Instructions =
a) List every kind of place where the passage says spring's first plum blossom can be seen and smelled.
b) Rewrite the part of the passage between "All habits are" and "bluer than usual.", inclusive, substituting "routines" for "habits".

Passage =
On these last and coldest days of winter, sharp frosts pull the moisture to the surface of the fields in delicate pillars of ice.
At the same time, the buds on the trees are swelling, and in orchards, gardens, shrines and temples, we can see and smell spring's first pink and white plum blossom.
--Julian
For standing back and looking at your life, illness is as good as a holiday. Perhaps better as the break is not planned. All the activity that normally fills your days is on hold, and can therefore--as you gaze out of the sickroom window--be seen for what it is. Some puts food on the table and the rest is a way to stave off boredom. Although I hold much of it as important, it clearly isn't because in its absence, nothing is lost.
All habits are suspended, and an element of choice is introduced when health is restored. And so I have a chance to choose not to eat incautiously, or to drink immoderately. How much clarity and awareness can I stand?
And in this temporary vacuum when my life is a clean slate again and all is possible, before it fills with new habits and new escapes, the sky looks even bluer than usual.

Dataset records =
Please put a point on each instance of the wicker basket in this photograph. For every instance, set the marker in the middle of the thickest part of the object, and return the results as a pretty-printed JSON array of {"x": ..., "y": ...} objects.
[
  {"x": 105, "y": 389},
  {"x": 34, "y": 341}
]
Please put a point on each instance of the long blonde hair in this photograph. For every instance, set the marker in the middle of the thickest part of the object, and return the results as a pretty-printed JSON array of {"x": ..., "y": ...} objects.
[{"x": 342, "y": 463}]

Answers given =
a) orchards, gardens, shrines, temples

b)
All routines are suspended, and an element of choice is introduced when health is restored. And so I have a chance to choose not to eat incautiously, or to drink immoderately. How much clarity and awareness can I stand?
And in this temporary vacuum when my life is a clean slate again and all is possible, before it fills with new routines and new escapes, the sky looks even bluer than usual.